━━━ INPUT FOR THIS TASK

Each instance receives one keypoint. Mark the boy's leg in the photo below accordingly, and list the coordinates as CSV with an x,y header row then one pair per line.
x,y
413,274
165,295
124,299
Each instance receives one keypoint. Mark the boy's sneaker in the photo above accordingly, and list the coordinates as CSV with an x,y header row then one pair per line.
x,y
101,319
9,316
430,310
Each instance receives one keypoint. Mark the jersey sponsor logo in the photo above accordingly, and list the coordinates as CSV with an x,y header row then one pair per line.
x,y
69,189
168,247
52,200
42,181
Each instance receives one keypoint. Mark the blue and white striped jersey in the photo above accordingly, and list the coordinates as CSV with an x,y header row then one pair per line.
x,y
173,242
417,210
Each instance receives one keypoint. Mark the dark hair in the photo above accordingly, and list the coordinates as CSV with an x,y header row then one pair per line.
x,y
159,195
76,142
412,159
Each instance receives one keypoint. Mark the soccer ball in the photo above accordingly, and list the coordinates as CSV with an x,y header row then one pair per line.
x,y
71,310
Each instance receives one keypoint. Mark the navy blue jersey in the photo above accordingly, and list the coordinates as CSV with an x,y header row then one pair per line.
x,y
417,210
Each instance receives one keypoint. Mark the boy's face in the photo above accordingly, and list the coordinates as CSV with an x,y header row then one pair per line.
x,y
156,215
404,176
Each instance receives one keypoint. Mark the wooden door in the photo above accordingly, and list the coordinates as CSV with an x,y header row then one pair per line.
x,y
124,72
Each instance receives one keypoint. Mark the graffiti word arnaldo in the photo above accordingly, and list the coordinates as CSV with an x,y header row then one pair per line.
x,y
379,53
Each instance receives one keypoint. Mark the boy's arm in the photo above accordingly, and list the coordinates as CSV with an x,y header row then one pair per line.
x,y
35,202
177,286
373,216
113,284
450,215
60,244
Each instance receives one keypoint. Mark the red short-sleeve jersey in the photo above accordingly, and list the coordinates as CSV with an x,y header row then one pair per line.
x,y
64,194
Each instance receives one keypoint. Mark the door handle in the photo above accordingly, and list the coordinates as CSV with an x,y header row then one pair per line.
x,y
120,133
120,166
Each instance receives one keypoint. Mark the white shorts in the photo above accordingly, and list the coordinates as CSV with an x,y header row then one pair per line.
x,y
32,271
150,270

━━━━━━

PROBLEM TO SOLVE |
Rewrite every line above from the line with "Each instance receives one keypoint. Mark the boy's arm" through the final line, keeping each line's wording and shifting every coordinate by adding 27 to each x and y value.

EXERCISE OUTPUT |
Each instance receives one keypoint. Mark the boy's arm in the photo above accordingly, and list the coordinates as CSV with an x,y header row then one pair per line.
x,y
62,229
204,313
400,243
140,311
477,242
87,271
Each instance receives one keypoint. Mark the red short-sleeve jersey in the photo above accordingly, and list the coordinates as CSV with an x,y header row then one pair per line.
x,y
91,221
Each instance receives one keypoint. Mark the door handle in the photo above accordingly, and list the coordinates as CSV with an x,y header row then one pair per line.
x,y
147,160
147,193
Each instance receives one keypoint. Mark the white shorts in the photo above accordingly, and list the coordinates as CSV with an x,y header row then one pair per line.
x,y
59,298
177,297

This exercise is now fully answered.